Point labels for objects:
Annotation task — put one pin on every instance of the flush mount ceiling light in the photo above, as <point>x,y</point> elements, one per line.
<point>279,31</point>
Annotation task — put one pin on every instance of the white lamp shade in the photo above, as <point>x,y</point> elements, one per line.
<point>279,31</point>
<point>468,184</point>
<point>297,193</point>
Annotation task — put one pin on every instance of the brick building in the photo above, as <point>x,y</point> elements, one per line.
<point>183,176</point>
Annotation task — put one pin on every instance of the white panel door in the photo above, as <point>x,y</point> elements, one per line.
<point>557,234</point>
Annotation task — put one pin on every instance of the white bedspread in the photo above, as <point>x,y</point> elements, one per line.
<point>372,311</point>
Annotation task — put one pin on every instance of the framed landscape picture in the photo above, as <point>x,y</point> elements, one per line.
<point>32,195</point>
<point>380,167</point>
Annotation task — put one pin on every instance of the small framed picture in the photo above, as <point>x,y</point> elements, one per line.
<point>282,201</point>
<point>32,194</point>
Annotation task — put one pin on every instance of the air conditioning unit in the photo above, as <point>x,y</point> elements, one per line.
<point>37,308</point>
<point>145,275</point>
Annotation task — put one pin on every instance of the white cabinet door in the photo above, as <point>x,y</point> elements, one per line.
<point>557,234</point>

* REQUIREMENTS
Present every line of the items above as a Markdown table with two columns, "Row" for the row number and "Line" for the line itself. Leave out any blank lines.

* WRITTEN RESPONSE
| Row | Line |
|---|---|
| 1 | Annotation task — put one pin on every instance of the flush mount ceiling light in the photo above, as <point>x,y</point> elements, one per line. |
| 2 | <point>279,31</point> |
| 3 | Annotation task — put one pin on every instance of the white lamp shade in the photo above, as <point>x,y</point> elements, one per line. |
| 4 | <point>279,31</point> |
| 5 | <point>468,184</point> |
| 6 | <point>297,193</point> |
| 7 | Annotation task — put one pin on every instance of the brick building in the photo above, as <point>x,y</point> elements, one per line. |
| 8 | <point>183,176</point> |
| 9 | Annotation task — put one pin on every instance of the white panel door in the photo above, as <point>x,y</point> elements, one per line. |
| 10 | <point>557,234</point> |
| 11 | Annotation task — put one pin on every instance of the white bedspread in the photo above, as <point>x,y</point> elements, one per line. |
| 12 | <point>372,311</point> |
| 13 | Annotation task — put one pin on every instance of the framed landscape picture in the photo above, as <point>x,y</point> elements, one per line. |
| 14 | <point>32,195</point> |
| 15 | <point>380,167</point> |
| 16 | Annotation task — put one pin on every instance of the small framed picture in the photo above, as <point>x,y</point> elements, one per line. |
| 17 | <point>282,201</point> |
| 18 | <point>32,194</point> |
| 19 | Annotation task — put one pin on every instance of the air conditioning unit in the photo above, as <point>x,y</point> elements, one per line. |
| 20 | <point>37,308</point> |
| 21 | <point>145,275</point> |
| 22 | Annotation task — put one pin on every instance of the white cabinet door in the photo above, as <point>x,y</point> elements, one per line. |
| 23 | <point>557,234</point> |